Point-based annotation data:
______
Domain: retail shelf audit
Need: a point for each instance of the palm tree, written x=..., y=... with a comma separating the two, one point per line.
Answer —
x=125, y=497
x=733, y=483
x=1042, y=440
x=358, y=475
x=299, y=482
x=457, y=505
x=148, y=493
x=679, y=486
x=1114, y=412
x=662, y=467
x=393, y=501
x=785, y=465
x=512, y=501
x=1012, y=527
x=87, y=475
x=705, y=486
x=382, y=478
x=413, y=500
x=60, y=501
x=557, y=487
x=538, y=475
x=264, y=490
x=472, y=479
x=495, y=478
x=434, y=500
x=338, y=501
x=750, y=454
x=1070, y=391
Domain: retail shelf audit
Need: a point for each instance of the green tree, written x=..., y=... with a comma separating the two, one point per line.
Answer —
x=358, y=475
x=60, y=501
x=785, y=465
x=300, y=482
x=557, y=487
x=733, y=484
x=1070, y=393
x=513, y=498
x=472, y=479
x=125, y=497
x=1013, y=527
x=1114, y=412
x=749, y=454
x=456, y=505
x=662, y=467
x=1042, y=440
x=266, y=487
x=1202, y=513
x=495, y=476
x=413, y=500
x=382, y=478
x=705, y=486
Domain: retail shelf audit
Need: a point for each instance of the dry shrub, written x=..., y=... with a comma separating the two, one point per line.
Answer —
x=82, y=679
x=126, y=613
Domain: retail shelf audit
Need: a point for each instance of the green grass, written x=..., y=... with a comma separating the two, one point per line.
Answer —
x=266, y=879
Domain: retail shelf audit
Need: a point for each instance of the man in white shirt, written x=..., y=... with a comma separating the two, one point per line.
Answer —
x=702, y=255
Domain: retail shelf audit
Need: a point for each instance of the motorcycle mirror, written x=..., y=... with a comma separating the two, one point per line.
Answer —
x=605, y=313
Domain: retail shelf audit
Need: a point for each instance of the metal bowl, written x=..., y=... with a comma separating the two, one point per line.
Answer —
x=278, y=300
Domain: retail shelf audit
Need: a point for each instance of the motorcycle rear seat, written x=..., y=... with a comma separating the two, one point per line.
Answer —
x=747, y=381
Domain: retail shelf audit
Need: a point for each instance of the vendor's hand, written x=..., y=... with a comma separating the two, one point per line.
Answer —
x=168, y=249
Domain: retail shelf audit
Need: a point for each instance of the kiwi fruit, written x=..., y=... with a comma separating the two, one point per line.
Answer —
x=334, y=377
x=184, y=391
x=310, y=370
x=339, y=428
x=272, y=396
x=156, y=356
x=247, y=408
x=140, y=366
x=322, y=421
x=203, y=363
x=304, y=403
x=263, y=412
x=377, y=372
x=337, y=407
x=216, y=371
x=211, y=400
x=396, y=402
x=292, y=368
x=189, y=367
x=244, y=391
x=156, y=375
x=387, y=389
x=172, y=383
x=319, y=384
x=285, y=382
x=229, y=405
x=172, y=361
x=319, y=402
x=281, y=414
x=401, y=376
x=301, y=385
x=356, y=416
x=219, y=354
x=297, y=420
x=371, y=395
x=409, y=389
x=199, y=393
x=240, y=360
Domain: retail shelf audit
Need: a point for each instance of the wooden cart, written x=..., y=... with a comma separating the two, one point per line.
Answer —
______
GIVEN REQUEST:
Copy all of the material word for word.

WORKED ANSWER:
Domain: retail shelf audit
Need: a point for each instance of the palm tree, written x=..., y=... with a comma separating the two, one point per line.
Answer —
x=125, y=497
x=733, y=483
x=1042, y=440
x=358, y=475
x=299, y=482
x=457, y=505
x=148, y=493
x=679, y=486
x=1114, y=412
x=662, y=467
x=393, y=501
x=785, y=465
x=512, y=501
x=1012, y=527
x=87, y=475
x=705, y=486
x=382, y=478
x=413, y=500
x=60, y=501
x=557, y=487
x=538, y=475
x=264, y=490
x=472, y=479
x=495, y=478
x=434, y=500
x=338, y=501
x=750, y=454
x=1070, y=391
Domain: retail shelf audit
Need: a point for each instance of the green tree, written x=..., y=... with a comma separating the two, one point per line.
Answer —
x=358, y=475
x=60, y=501
x=785, y=465
x=300, y=482
x=557, y=487
x=733, y=484
x=1070, y=393
x=513, y=498
x=472, y=479
x=125, y=497
x=1013, y=527
x=1114, y=412
x=749, y=454
x=456, y=505
x=662, y=467
x=1042, y=440
x=266, y=487
x=1202, y=513
x=495, y=476
x=413, y=500
x=382, y=478
x=705, y=486
Domain: retail shelf audit
Need: a point for each instance of the dry shrub, written x=..., y=... with a comma separating the two, one point per line.
Answer —
x=82, y=679
x=126, y=613
Domain: retail shelf audit
Need: a point for each instance of the green grass, written x=..., y=... with a comma separating the two, one point per line.
Answer —
x=266, y=879
Domain: retail shelf audit
Need: a point for each instance of the man in white shirt, written x=..., y=... with a comma separating the two, one point per line.
Answer —
x=702, y=255
Domain: retail shelf audit
Need: a point for each instance of the motorcycle mirror, written x=..., y=... with a comma separating the two, one point per line.
Answer —
x=605, y=313
Domain: retail shelf audit
Need: a point for each instance of the metal bowl, written x=..., y=... with a comma separating the two, one point per line.
Answer —
x=278, y=300
Domain: retail shelf audit
Need: a point for each instance of the motorcycle rear seat, written x=..., y=... with a comma separating the two, one point per line.
Answer —
x=747, y=381
Domain: retail shelf audit
Need: a point for each instance of the vendor's hand, written x=..., y=... with a comma separating the two, one point per line.
Answer —
x=168, y=249
Domain: retail shelf audit
Need: a point for each instance of the kiwi fruit, written x=..., y=... with a comma separating the two, one point per line.
Answer —
x=334, y=377
x=184, y=391
x=310, y=370
x=339, y=428
x=272, y=396
x=156, y=356
x=247, y=408
x=140, y=366
x=322, y=421
x=203, y=363
x=304, y=403
x=263, y=412
x=377, y=372
x=337, y=407
x=216, y=371
x=211, y=400
x=396, y=402
x=292, y=368
x=189, y=367
x=244, y=391
x=156, y=375
x=387, y=389
x=172, y=383
x=319, y=384
x=285, y=382
x=229, y=405
x=172, y=361
x=319, y=402
x=281, y=414
x=401, y=376
x=301, y=385
x=356, y=416
x=219, y=354
x=297, y=420
x=371, y=395
x=409, y=389
x=199, y=393
x=240, y=360
Domain: retail shelf audit
Need: a point for each instance of the wooden cart, written x=..., y=... with a comma separating the two, one point per line.
Answer —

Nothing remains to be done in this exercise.